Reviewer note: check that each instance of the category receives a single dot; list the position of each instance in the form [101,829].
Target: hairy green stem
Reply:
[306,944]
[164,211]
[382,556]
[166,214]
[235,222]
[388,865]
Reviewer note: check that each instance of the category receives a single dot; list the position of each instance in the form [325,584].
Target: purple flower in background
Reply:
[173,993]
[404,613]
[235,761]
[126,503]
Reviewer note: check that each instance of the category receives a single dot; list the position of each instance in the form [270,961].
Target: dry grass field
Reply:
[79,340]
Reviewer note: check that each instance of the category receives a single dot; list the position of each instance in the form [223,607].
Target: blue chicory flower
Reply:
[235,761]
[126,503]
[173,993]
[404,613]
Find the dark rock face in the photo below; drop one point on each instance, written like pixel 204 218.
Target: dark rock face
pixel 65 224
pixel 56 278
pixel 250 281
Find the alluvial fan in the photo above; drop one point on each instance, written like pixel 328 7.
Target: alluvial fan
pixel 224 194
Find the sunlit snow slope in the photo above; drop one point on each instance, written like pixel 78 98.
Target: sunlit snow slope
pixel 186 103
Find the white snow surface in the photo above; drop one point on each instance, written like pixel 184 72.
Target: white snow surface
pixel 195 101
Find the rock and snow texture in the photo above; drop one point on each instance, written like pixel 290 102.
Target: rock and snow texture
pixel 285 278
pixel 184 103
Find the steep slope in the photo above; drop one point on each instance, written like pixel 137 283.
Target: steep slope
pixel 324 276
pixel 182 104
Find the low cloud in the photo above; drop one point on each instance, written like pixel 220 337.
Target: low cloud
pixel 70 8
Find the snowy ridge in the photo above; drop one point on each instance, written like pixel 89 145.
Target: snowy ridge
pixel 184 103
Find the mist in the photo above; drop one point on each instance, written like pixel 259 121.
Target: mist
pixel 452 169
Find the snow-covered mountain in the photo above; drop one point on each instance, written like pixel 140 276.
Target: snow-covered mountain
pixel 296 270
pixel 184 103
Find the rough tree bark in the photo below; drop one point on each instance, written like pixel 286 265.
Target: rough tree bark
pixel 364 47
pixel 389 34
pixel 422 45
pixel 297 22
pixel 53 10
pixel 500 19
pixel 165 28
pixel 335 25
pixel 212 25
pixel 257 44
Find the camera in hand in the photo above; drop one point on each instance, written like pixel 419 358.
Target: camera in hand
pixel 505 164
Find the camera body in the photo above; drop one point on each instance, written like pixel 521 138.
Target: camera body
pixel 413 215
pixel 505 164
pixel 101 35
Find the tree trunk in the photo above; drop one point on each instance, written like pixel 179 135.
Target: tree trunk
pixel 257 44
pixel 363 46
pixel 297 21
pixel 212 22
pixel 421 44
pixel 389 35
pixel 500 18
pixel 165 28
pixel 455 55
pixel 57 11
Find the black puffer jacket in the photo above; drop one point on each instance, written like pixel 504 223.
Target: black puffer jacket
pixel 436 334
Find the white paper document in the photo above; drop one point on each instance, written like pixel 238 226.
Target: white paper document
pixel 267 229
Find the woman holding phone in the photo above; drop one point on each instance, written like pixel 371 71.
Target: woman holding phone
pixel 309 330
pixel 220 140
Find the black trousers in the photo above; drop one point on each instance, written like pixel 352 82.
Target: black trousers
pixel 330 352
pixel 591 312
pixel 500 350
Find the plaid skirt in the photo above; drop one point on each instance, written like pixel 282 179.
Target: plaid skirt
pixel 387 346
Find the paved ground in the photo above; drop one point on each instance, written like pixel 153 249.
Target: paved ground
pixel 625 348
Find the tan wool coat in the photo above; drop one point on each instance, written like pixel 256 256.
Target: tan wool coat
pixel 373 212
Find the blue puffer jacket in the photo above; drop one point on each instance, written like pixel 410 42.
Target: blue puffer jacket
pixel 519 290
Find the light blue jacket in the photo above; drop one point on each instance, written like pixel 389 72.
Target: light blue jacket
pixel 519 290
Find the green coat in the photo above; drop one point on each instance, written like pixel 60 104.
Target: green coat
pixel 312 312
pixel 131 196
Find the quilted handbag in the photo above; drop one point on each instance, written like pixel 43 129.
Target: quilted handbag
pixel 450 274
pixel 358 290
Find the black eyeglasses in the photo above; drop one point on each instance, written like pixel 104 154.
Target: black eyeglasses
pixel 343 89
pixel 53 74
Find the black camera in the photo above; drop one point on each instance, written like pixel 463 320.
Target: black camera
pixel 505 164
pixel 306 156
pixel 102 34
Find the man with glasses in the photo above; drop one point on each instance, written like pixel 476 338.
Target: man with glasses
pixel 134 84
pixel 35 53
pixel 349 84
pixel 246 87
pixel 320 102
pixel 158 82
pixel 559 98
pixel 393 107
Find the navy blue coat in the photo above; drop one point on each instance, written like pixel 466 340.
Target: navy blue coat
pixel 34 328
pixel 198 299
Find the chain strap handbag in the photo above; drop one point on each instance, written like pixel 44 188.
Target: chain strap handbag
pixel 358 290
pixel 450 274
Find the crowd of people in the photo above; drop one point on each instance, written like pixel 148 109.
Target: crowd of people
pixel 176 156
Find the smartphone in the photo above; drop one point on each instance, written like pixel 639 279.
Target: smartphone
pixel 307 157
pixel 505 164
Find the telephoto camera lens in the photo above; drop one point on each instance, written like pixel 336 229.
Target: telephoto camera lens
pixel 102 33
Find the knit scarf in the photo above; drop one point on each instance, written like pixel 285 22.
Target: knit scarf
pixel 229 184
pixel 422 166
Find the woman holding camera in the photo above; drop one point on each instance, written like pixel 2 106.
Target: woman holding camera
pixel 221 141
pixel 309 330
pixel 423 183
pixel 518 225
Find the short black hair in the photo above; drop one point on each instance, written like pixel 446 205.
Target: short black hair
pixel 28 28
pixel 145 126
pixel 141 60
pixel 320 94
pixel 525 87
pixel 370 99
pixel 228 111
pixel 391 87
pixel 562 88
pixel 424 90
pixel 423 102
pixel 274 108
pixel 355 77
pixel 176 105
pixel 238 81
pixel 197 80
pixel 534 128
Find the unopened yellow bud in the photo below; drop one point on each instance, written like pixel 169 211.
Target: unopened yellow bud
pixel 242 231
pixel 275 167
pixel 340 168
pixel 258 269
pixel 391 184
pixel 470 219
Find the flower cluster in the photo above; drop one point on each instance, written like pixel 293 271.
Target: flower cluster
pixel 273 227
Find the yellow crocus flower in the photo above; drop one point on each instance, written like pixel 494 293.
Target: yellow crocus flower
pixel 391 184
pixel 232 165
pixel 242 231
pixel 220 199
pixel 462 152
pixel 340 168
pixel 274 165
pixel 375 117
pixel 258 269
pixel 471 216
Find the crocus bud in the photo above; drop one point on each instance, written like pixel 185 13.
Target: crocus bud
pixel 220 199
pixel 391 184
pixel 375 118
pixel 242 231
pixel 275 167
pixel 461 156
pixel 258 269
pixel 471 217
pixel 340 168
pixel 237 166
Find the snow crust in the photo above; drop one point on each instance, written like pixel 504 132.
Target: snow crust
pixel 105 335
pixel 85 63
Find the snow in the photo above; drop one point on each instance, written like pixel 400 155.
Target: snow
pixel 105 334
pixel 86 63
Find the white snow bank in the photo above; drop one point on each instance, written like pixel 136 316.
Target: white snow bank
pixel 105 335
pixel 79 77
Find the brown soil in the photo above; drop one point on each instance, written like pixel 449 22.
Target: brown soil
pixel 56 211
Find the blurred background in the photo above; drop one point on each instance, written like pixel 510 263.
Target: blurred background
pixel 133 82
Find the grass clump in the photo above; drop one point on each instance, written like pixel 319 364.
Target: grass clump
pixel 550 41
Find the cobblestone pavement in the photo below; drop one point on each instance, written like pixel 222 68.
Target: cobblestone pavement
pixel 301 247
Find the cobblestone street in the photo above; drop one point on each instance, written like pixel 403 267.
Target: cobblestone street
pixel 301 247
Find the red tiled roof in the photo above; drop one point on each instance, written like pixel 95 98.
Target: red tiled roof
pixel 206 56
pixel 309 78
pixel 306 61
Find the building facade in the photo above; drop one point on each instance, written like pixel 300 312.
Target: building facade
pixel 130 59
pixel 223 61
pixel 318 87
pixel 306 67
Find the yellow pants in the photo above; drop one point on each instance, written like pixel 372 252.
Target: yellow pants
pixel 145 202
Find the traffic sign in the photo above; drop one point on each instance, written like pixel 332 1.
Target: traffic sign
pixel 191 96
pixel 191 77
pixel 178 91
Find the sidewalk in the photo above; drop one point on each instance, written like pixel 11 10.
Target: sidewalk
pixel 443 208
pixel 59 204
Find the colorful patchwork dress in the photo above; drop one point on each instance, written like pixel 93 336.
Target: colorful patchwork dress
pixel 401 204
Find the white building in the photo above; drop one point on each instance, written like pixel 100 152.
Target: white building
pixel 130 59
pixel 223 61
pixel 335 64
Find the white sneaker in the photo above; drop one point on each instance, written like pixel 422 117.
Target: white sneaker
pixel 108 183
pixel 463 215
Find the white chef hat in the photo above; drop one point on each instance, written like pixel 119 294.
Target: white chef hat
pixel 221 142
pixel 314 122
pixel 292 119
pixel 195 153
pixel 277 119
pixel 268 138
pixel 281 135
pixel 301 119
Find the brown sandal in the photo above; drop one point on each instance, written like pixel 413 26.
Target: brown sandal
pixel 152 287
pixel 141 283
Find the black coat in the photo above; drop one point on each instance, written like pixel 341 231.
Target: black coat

## What you need to do:
After locating the line holding "Find the camera body" above, output exactly that line and every line after it through the line holding "Find the woman holding phone". Include nothing else.

## Reply to the task:
Find the camera body in the photo above; drop one point on each instance, written like pixel 521 138.
Target: camera body
pixel 413 215
pixel 505 164
pixel 101 35
Find the tree trunk in the photo above; drop one point on each instance, written like pixel 179 135.
Target: tree trunk
pixel 257 44
pixel 363 46
pixel 297 21
pixel 212 22
pixel 421 44
pixel 389 35
pixel 500 18
pixel 165 28
pixel 455 55
pixel 57 11
Find the black puffer jacket in the photo above; drop one point on each instance, written like pixel 504 223.
Target: black puffer jacket
pixel 436 334
Find the white paper document in the photo above; drop one point on each instance, written like pixel 238 226.
Target: white paper document
pixel 267 229
Find the woman holding phone in the photo above; drop one point on each instance, written like pixel 371 71.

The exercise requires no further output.